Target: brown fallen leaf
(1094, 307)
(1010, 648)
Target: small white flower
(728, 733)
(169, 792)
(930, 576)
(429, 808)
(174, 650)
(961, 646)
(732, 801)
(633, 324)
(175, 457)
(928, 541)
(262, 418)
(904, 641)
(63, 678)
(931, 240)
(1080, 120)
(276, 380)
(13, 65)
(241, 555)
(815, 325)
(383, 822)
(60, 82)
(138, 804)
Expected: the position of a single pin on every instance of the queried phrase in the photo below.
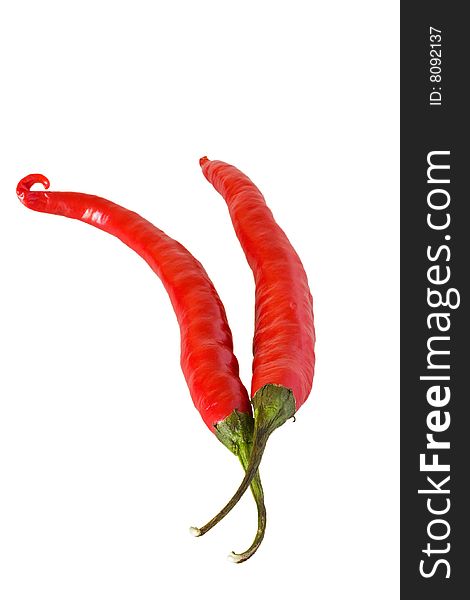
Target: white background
(104, 462)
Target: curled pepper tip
(27, 182)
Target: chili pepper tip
(27, 182)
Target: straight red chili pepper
(283, 347)
(207, 359)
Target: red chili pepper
(284, 338)
(207, 359)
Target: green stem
(273, 405)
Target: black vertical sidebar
(435, 271)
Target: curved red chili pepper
(284, 338)
(207, 359)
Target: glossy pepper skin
(207, 359)
(284, 338)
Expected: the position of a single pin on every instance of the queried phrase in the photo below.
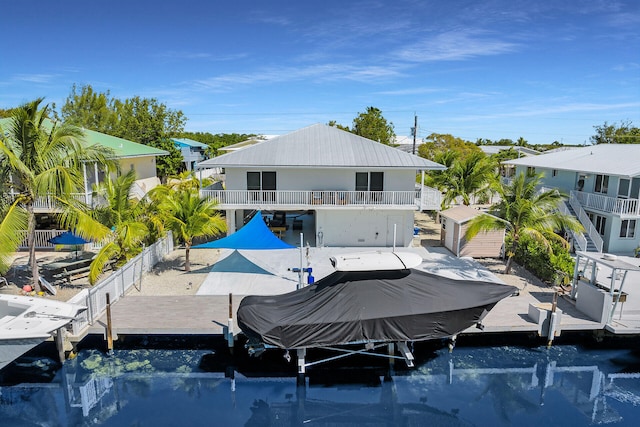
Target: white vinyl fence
(117, 284)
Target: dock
(526, 312)
(169, 315)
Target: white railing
(586, 223)
(41, 240)
(117, 284)
(321, 198)
(627, 207)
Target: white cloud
(455, 46)
(320, 73)
(35, 78)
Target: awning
(254, 235)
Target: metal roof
(495, 149)
(605, 159)
(121, 147)
(320, 145)
(186, 142)
(461, 214)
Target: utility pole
(415, 132)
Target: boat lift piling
(109, 325)
(230, 341)
(553, 320)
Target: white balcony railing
(622, 207)
(318, 198)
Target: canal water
(179, 383)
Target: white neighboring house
(603, 184)
(359, 192)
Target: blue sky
(541, 70)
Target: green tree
(142, 120)
(43, 159)
(334, 124)
(437, 143)
(125, 220)
(89, 109)
(440, 179)
(470, 177)
(217, 141)
(186, 214)
(624, 133)
(14, 221)
(525, 211)
(151, 123)
(372, 125)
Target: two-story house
(193, 152)
(355, 191)
(603, 184)
(130, 156)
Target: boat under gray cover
(369, 306)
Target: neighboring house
(454, 225)
(358, 192)
(244, 144)
(193, 152)
(603, 184)
(495, 149)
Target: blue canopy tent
(237, 263)
(254, 235)
(68, 238)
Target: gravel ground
(170, 278)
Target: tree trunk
(507, 269)
(31, 242)
(514, 246)
(187, 264)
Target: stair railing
(582, 216)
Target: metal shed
(453, 227)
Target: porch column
(86, 183)
(421, 190)
(231, 221)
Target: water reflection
(565, 385)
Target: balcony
(324, 199)
(624, 207)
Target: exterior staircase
(590, 244)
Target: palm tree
(14, 222)
(524, 210)
(40, 158)
(186, 214)
(125, 220)
(470, 177)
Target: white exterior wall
(617, 244)
(320, 179)
(363, 227)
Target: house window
(628, 228)
(623, 188)
(265, 183)
(369, 181)
(601, 224)
(261, 180)
(602, 184)
(253, 181)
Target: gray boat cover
(369, 306)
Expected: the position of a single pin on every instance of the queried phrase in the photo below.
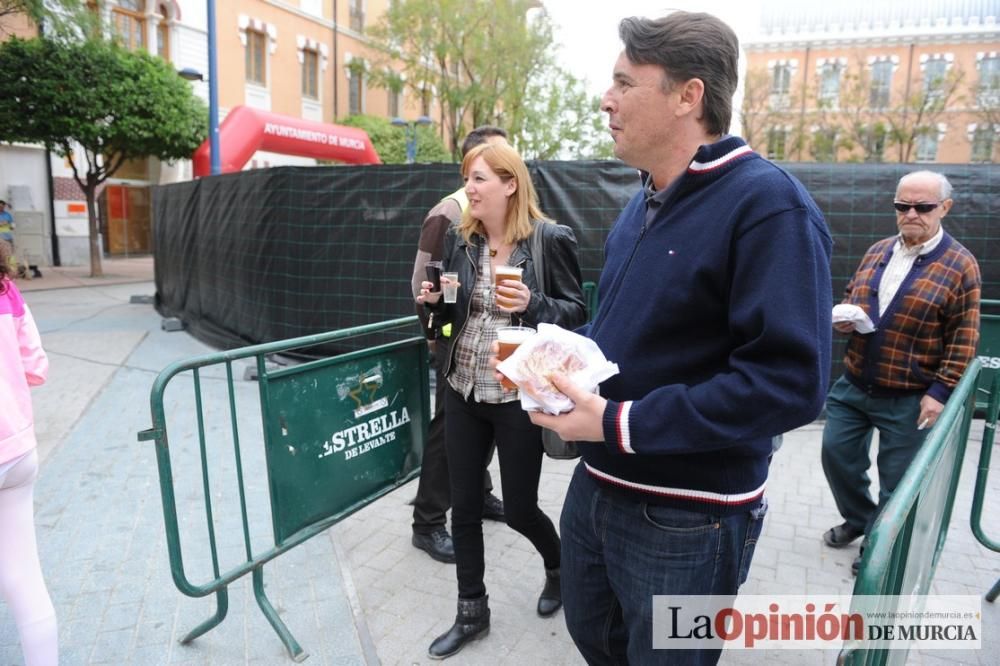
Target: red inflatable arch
(246, 130)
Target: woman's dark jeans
(470, 429)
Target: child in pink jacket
(22, 364)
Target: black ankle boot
(551, 598)
(471, 623)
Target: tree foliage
(486, 63)
(390, 141)
(98, 105)
(59, 17)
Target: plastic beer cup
(510, 338)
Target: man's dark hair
(479, 136)
(689, 46)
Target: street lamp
(410, 127)
(213, 93)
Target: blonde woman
(496, 230)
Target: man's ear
(692, 92)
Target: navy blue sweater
(718, 316)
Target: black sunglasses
(920, 208)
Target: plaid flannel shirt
(926, 338)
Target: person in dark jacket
(921, 290)
(495, 230)
(715, 302)
(433, 498)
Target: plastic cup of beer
(510, 338)
(502, 273)
(450, 287)
(433, 269)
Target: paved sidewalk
(360, 593)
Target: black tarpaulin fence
(276, 253)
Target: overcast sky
(588, 32)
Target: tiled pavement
(359, 593)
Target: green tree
(488, 62)
(761, 110)
(97, 105)
(922, 106)
(390, 141)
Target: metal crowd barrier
(979, 498)
(338, 433)
(908, 536)
(989, 349)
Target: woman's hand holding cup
(426, 295)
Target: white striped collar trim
(701, 167)
(679, 493)
(624, 434)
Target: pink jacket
(23, 363)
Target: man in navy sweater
(715, 302)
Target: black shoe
(493, 508)
(551, 598)
(437, 544)
(471, 623)
(842, 535)
(856, 564)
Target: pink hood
(22, 364)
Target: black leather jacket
(562, 305)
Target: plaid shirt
(472, 373)
(928, 334)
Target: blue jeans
(618, 552)
(852, 416)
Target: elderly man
(920, 288)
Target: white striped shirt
(899, 266)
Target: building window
(129, 21)
(781, 82)
(983, 139)
(927, 146)
(310, 74)
(988, 93)
(878, 97)
(394, 103)
(163, 34)
(426, 97)
(781, 79)
(934, 73)
(355, 87)
(824, 145)
(874, 143)
(256, 57)
(776, 143)
(357, 15)
(829, 84)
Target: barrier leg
(994, 592)
(221, 608)
(295, 651)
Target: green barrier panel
(989, 348)
(979, 498)
(908, 536)
(341, 430)
(338, 434)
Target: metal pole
(411, 143)
(213, 94)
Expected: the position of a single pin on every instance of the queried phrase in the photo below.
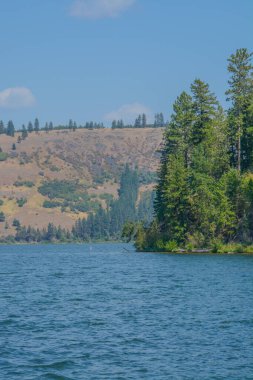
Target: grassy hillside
(60, 176)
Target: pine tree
(10, 130)
(36, 125)
(144, 120)
(2, 129)
(205, 106)
(30, 127)
(240, 93)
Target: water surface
(105, 312)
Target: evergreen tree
(2, 129)
(144, 120)
(24, 132)
(36, 125)
(30, 127)
(10, 130)
(205, 106)
(240, 93)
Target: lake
(103, 311)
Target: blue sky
(100, 59)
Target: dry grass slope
(93, 157)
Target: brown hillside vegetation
(92, 159)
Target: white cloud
(95, 9)
(128, 113)
(16, 97)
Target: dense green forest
(204, 195)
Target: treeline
(140, 122)
(204, 196)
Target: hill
(60, 176)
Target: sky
(110, 59)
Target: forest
(101, 224)
(204, 195)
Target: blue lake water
(104, 311)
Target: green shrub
(3, 156)
(51, 204)
(24, 183)
(2, 217)
(21, 202)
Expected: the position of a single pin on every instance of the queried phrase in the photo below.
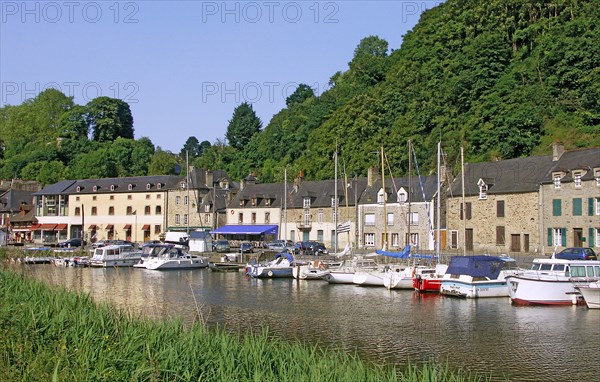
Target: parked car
(71, 243)
(246, 247)
(577, 253)
(221, 246)
(280, 245)
(310, 248)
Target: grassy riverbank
(50, 334)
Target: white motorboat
(478, 276)
(281, 267)
(552, 282)
(314, 270)
(168, 256)
(399, 277)
(591, 294)
(344, 274)
(118, 255)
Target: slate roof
(517, 175)
(321, 191)
(584, 159)
(520, 175)
(58, 188)
(12, 199)
(429, 183)
(262, 191)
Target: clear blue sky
(183, 66)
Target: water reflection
(386, 327)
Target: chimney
(558, 150)
(372, 176)
(209, 178)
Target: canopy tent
(246, 230)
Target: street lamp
(135, 227)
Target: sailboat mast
(187, 172)
(439, 206)
(335, 220)
(408, 241)
(463, 207)
(285, 204)
(384, 202)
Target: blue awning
(246, 230)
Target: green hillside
(503, 78)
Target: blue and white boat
(281, 267)
(478, 276)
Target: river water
(486, 336)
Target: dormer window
(334, 201)
(577, 179)
(380, 196)
(402, 196)
(482, 189)
(556, 179)
(306, 202)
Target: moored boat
(344, 274)
(314, 270)
(478, 276)
(168, 256)
(591, 294)
(280, 267)
(429, 279)
(118, 255)
(552, 282)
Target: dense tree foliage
(502, 78)
(243, 125)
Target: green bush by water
(50, 334)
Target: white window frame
(395, 240)
(577, 179)
(306, 202)
(370, 239)
(413, 218)
(556, 237)
(556, 181)
(380, 196)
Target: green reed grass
(51, 334)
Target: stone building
(570, 196)
(403, 213)
(500, 211)
(200, 205)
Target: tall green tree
(163, 163)
(242, 126)
(109, 118)
(191, 148)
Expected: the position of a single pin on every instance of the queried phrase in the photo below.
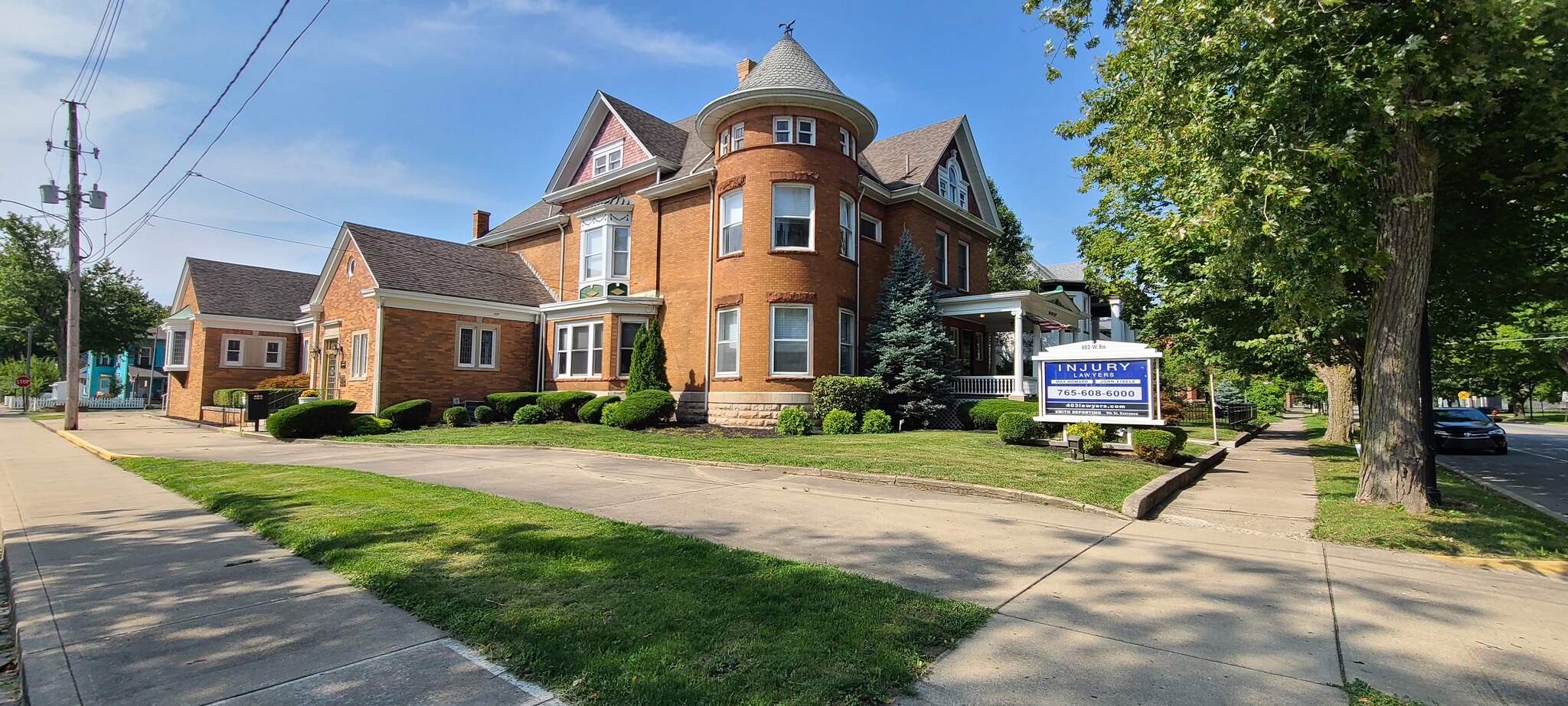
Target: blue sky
(413, 115)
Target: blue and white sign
(1099, 381)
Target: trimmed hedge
(531, 414)
(985, 413)
(1093, 435)
(1017, 427)
(643, 408)
(565, 404)
(792, 423)
(839, 423)
(1153, 444)
(507, 404)
(311, 420)
(408, 414)
(855, 394)
(593, 410)
(875, 423)
(230, 397)
(369, 426)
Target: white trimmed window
(730, 211)
(941, 258)
(625, 339)
(607, 157)
(845, 227)
(579, 350)
(845, 342)
(871, 228)
(477, 345)
(601, 244)
(951, 184)
(727, 348)
(358, 354)
(789, 344)
(792, 211)
(963, 266)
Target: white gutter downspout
(375, 381)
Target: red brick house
(758, 231)
(233, 325)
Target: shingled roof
(248, 291)
(432, 266)
(908, 157)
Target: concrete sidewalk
(1092, 609)
(127, 593)
(1266, 485)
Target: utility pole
(74, 296)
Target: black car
(1468, 429)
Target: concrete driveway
(1092, 609)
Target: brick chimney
(480, 223)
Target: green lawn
(969, 457)
(1473, 521)
(603, 613)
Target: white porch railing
(993, 387)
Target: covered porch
(1008, 328)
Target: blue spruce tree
(908, 342)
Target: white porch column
(1018, 355)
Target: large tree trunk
(1340, 381)
(1393, 440)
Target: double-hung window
(845, 227)
(845, 342)
(358, 355)
(727, 348)
(579, 350)
(730, 209)
(607, 157)
(941, 258)
(963, 266)
(791, 341)
(792, 211)
(475, 345)
(625, 338)
(601, 244)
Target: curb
(952, 487)
(1153, 493)
(94, 449)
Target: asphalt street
(1534, 471)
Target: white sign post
(1104, 381)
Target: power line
(211, 107)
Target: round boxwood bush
(1093, 435)
(1153, 444)
(643, 408)
(369, 426)
(408, 414)
(311, 420)
(875, 423)
(593, 410)
(1017, 429)
(794, 423)
(531, 414)
(839, 423)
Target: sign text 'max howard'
(1098, 388)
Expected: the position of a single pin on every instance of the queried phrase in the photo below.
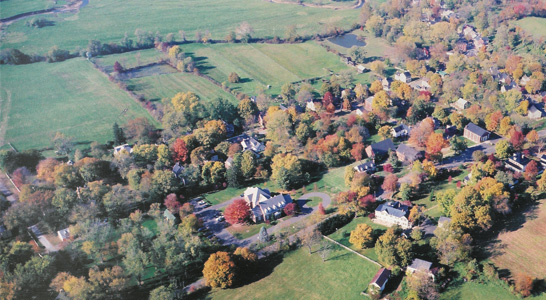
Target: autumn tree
*-*-*
■ **Work instructions**: From the line that contains "Target: sign text 'max howard'" to the final line of the entries, reproduce every line exactly, both ends included. Leave out all pictures.

■ **Exercise solution**:
Target: sign text 'max howard'
(1098, 388)
Expected: the position of a single pin on every instance of the queried phrase in the photo below.
Target: autumn tree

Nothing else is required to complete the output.